SHORT EXERCISE:
In the records below, begin at the line that has "find the umbrella" and stop after the line that has "[437,223,480,287]". Give those lines again with "bounding box" switched to "box coordinates" and everything else unchanged.

RECORDS PROVIDED:

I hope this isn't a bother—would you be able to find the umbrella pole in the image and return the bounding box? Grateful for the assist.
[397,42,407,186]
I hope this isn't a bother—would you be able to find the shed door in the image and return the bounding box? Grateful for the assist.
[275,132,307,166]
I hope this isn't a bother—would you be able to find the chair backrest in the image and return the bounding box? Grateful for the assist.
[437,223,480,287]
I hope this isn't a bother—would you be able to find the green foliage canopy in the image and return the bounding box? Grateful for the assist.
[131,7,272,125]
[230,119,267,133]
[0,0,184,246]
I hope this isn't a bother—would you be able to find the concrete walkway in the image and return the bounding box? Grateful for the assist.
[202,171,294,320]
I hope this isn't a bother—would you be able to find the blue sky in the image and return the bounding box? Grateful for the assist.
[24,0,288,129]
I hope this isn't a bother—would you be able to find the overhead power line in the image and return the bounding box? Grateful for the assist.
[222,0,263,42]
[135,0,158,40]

--

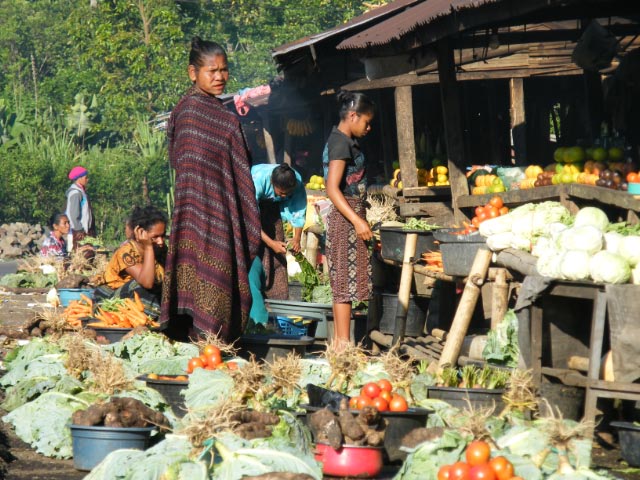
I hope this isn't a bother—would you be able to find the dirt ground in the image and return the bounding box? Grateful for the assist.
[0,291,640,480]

* * *

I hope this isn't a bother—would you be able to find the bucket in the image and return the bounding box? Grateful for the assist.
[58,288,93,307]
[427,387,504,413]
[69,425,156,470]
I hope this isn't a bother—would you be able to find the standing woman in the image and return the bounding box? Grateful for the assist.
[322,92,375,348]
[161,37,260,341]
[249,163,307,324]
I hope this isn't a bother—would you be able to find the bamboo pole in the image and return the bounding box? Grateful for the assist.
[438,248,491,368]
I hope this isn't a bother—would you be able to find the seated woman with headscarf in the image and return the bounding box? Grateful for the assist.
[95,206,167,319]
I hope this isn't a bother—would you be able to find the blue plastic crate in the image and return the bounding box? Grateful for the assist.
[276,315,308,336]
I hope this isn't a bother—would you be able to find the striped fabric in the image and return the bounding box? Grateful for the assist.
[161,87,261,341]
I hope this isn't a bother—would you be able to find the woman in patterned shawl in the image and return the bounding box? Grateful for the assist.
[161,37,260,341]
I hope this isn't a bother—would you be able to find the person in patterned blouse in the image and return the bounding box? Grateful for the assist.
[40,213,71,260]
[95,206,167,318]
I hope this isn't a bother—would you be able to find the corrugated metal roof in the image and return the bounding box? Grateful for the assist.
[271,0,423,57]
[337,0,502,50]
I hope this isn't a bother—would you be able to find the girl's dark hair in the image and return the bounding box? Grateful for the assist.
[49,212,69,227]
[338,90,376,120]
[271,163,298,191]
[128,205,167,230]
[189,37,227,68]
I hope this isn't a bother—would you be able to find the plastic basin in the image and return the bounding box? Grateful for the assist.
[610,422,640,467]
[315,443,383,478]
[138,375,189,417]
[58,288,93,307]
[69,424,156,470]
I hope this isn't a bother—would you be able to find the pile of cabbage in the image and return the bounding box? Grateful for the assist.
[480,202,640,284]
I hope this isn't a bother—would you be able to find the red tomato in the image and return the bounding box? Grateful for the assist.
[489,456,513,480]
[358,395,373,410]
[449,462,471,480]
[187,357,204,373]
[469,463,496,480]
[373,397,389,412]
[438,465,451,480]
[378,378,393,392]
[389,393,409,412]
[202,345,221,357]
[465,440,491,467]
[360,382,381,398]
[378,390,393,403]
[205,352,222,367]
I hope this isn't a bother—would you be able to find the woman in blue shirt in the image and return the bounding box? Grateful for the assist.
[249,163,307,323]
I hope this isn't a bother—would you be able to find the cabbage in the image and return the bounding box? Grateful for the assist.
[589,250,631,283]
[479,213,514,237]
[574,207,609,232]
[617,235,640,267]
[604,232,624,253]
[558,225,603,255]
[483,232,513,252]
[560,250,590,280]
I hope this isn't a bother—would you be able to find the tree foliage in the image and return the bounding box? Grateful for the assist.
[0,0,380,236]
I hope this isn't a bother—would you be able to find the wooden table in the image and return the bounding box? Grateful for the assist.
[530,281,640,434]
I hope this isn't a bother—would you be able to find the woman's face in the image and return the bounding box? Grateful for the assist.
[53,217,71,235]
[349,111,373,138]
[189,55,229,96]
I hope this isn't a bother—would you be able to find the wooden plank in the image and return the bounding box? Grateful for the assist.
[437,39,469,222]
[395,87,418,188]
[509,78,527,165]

OUTPUT FOR THIS EXERCISE:
I hope this isn't a bother—would you be able to find the umbrella pole in the image and return the box coordinates? Grateful for the assist.
[397,42,407,186]
I hope this isn't a bother—would you be able to find the shed door in the image and return the box coordinates? Grateful for the assist.
[275,132,307,166]
I hope this isn't a bother—would you be able to find the chair backrest in the image and return the box coordinates? Grateful for the assist.
[437,223,480,287]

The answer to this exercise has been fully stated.